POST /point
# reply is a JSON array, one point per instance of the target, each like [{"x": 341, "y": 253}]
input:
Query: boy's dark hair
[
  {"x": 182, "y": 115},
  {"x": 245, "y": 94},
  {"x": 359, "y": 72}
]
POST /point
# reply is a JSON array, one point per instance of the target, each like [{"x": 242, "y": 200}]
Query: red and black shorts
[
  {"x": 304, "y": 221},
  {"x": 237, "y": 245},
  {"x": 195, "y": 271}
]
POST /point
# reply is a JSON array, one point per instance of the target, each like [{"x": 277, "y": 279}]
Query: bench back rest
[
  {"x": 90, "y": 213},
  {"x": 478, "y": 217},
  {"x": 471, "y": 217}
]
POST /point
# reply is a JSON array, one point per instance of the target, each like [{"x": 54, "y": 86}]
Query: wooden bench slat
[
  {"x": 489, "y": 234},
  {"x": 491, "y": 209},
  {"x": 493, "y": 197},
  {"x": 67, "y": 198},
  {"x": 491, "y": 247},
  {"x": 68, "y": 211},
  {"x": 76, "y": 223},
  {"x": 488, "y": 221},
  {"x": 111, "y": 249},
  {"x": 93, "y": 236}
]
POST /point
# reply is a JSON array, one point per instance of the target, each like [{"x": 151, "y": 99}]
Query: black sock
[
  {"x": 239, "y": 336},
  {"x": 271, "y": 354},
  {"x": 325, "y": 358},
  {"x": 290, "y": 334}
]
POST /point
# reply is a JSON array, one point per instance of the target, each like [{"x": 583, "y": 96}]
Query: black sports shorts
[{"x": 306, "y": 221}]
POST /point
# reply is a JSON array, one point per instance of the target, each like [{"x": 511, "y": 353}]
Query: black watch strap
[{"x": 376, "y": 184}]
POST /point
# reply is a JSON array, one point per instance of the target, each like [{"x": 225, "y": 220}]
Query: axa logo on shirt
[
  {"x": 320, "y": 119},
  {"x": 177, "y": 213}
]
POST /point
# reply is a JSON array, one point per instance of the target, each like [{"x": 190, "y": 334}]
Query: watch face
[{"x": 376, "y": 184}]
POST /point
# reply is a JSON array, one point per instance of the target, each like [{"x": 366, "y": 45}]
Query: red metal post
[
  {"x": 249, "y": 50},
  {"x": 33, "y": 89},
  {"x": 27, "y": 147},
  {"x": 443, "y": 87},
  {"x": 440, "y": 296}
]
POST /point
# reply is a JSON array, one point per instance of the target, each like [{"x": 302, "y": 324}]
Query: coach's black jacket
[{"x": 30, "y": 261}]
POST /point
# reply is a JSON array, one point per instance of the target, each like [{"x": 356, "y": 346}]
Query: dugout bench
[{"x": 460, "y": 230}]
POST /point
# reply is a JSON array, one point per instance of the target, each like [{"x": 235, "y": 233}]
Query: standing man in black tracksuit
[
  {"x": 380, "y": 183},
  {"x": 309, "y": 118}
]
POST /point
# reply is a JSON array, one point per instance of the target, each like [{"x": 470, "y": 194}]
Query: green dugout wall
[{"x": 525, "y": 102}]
——
Problem to solve: Transcribe every record. Match each line exactly.

Your response:
POST /point
# reply is a JSON array, one point per instance of the target, each like [{"x": 341, "y": 253}]
input:
Query: boy's dark hair
[
  {"x": 182, "y": 115},
  {"x": 245, "y": 94},
  {"x": 359, "y": 72}
]
POST /point
# reply is a JSON array, one point per instance of the target, each like [{"x": 242, "y": 200}]
Query: red and black shorts
[
  {"x": 304, "y": 221},
  {"x": 237, "y": 245},
  {"x": 195, "y": 271}
]
POST /point
# reply is a JSON array, one point per instance of the target, each like [{"x": 277, "y": 279}]
Query: bench back rest
[
  {"x": 90, "y": 213},
  {"x": 478, "y": 217},
  {"x": 471, "y": 217}
]
POST /point
# reply is a JSON array, one point per instance of the target, each like [{"x": 54, "y": 86}]
Query: wooden bench slat
[
  {"x": 489, "y": 234},
  {"x": 491, "y": 209},
  {"x": 493, "y": 197},
  {"x": 67, "y": 198},
  {"x": 491, "y": 247},
  {"x": 68, "y": 211},
  {"x": 76, "y": 223},
  {"x": 488, "y": 221},
  {"x": 111, "y": 249},
  {"x": 93, "y": 236}
]
POST /point
# reply is a JSON array, one point per instance of the target, each like [{"x": 151, "y": 99}]
Query: black sock
[
  {"x": 239, "y": 336},
  {"x": 271, "y": 354},
  {"x": 325, "y": 358},
  {"x": 290, "y": 334}
]
POST /point
# reply is a JSON array, one point per instance of the target, each like [{"x": 583, "y": 96}]
Query: black sports shorts
[{"x": 306, "y": 221}]
POST /point
# reply is a JSON array, one point per instance of the target, each like [{"x": 511, "y": 353}]
Query: black watch strap
[{"x": 376, "y": 184}]
POST /point
# reply is a JSON array, one point per instance of the target, each like [{"x": 225, "y": 220}]
Query: axa logo on shirt
[
  {"x": 320, "y": 119},
  {"x": 177, "y": 213}
]
POST /point
# reply is a JSON array, one point per instance of the target, each like [{"x": 190, "y": 334}]
Query: watch face
[{"x": 376, "y": 184}]
POST /point
# reply is a JSON array, one point per instance of the target, each like [{"x": 366, "y": 45}]
Query: red metal post
[
  {"x": 249, "y": 50},
  {"x": 33, "y": 89},
  {"x": 27, "y": 147},
  {"x": 443, "y": 87},
  {"x": 440, "y": 296}
]
POST /point
# reply is a JSON array, one point per instance of the target, each like [{"x": 302, "y": 324}]
Query: coach's black jacket
[{"x": 30, "y": 261}]
POST /point
# reply is a JSON array, one point per instance of the target, each like [{"x": 356, "y": 346}]
Query: dugout bench
[{"x": 460, "y": 230}]
POST /point
# reply is a JSON array, one point per instance of the target, each like [{"x": 235, "y": 233}]
Query: standing man in black tracksuit
[
  {"x": 380, "y": 183},
  {"x": 309, "y": 118}
]
POST /point
# reply is a JSON array, one point per instance of the target, each like [{"x": 470, "y": 194}]
Query: green dugout wall
[{"x": 525, "y": 102}]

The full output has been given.